Written instruction
Please reproduce all of the material below verbatim, keeping every line in its original order.

Records to process
====================
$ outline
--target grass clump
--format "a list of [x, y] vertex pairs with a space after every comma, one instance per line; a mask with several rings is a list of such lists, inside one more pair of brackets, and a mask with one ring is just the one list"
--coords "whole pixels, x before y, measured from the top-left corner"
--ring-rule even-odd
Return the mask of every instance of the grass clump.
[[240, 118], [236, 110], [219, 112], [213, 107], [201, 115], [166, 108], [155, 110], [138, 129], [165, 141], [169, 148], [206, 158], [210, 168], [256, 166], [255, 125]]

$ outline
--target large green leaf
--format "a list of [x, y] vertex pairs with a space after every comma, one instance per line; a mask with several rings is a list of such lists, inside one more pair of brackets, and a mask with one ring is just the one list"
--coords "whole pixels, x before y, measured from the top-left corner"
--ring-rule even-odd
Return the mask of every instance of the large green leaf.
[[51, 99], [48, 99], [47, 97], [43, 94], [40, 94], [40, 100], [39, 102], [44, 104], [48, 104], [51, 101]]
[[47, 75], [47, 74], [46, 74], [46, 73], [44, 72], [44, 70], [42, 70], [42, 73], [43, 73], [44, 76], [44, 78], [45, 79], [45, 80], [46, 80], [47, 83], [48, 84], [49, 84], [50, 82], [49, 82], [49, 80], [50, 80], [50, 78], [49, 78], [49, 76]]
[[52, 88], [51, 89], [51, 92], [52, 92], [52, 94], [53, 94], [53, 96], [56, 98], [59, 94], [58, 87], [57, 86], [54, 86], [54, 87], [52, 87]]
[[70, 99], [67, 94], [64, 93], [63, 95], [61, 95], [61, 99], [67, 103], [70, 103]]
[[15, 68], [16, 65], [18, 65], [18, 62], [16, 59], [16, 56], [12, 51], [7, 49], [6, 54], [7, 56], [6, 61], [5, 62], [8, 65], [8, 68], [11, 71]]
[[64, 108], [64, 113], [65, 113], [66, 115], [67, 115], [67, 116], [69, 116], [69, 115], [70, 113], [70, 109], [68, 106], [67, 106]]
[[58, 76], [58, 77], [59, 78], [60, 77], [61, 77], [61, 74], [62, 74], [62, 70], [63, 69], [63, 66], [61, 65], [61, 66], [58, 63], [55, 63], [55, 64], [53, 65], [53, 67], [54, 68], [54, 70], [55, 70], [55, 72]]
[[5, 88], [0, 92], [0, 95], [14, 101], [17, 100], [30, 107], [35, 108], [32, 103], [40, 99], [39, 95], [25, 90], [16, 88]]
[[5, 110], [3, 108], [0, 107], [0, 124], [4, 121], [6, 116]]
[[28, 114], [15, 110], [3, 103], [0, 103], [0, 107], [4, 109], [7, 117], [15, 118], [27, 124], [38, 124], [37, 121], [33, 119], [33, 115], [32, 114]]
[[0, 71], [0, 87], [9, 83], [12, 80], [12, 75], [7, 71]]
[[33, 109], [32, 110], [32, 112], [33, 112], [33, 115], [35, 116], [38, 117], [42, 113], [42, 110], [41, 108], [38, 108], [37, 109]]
====================
Reply to the exercise
$ outline
--target grass clump
--format "a list of [x, y] vertex pairs with a space after every comma, one instance per line; a mask with several rings is a list of such lists, inside one more pair of brackets, and a mask with one ring is just the one list"
--coords "whole pixels, x before y, measured from the top-left corner"
--ring-rule even-odd
Return the mask of every instance of the grass clump.
[[240, 118], [236, 110], [219, 112], [213, 107], [201, 115], [166, 108], [155, 110], [138, 129], [165, 141], [169, 148], [206, 158], [210, 168], [256, 166], [255, 125]]

$ outline
--target large green leaf
--format "a list of [x, y] vertex pairs with a space after every comma, one instance per line; a mask with several rings is a list of such lists, inside one more pair of brackets, and a mask with one ring is just the one list"
--coords "whole pixels, x before y, measured from the top-left corner"
--ring-rule even-odd
Return the mask of every instance of the large green leaf.
[[51, 99], [48, 99], [47, 97], [43, 94], [40, 94], [40, 100], [39, 102], [44, 104], [48, 104], [51, 101]]
[[47, 75], [47, 74], [46, 74], [46, 73], [44, 72], [44, 70], [42, 70], [42, 73], [43, 73], [44, 76], [44, 78], [45, 79], [45, 80], [46, 80], [47, 83], [48, 84], [49, 84], [50, 82], [49, 82], [49, 80], [50, 80], [50, 78], [49, 78], [49, 76]]
[[52, 88], [51, 89], [51, 92], [52, 92], [52, 94], [53, 94], [53, 96], [56, 98], [59, 94], [58, 87], [57, 86], [54, 86], [54, 87], [52, 87]]
[[70, 99], [67, 94], [64, 93], [63, 95], [61, 95], [61, 99], [67, 103], [70, 103]]
[[15, 68], [16, 65], [18, 65], [18, 62], [16, 59], [16, 56], [12, 51], [7, 49], [6, 54], [7, 56], [6, 61], [5, 62], [8, 65], [8, 68], [11, 71]]
[[64, 108], [64, 113], [65, 113], [66, 115], [67, 115], [67, 116], [69, 116], [69, 115], [70, 113], [70, 109], [68, 106], [67, 106]]
[[58, 76], [58, 77], [59, 78], [60, 77], [61, 77], [61, 74], [62, 74], [62, 70], [63, 69], [63, 66], [61, 65], [61, 66], [58, 63], [55, 63], [55, 64], [53, 65], [53, 67], [54, 68], [54, 70], [55, 70], [55, 72]]
[[5, 88], [0, 92], [0, 95], [14, 101], [17, 100], [30, 107], [35, 108], [32, 103], [40, 99], [39, 95], [25, 90], [16, 88]]
[[5, 110], [3, 108], [0, 107], [0, 124], [4, 121], [6, 116]]
[[28, 114], [15, 110], [3, 103], [0, 103], [0, 107], [4, 109], [7, 117], [15, 118], [27, 124], [38, 124], [37, 121], [33, 119], [33, 115], [32, 114]]
[[0, 71], [0, 87], [9, 83], [12, 80], [12, 75], [7, 71]]
[[33, 109], [32, 110], [32, 112], [33, 112], [33, 115], [35, 116], [38, 117], [42, 113], [42, 110], [41, 108], [38, 108], [37, 109]]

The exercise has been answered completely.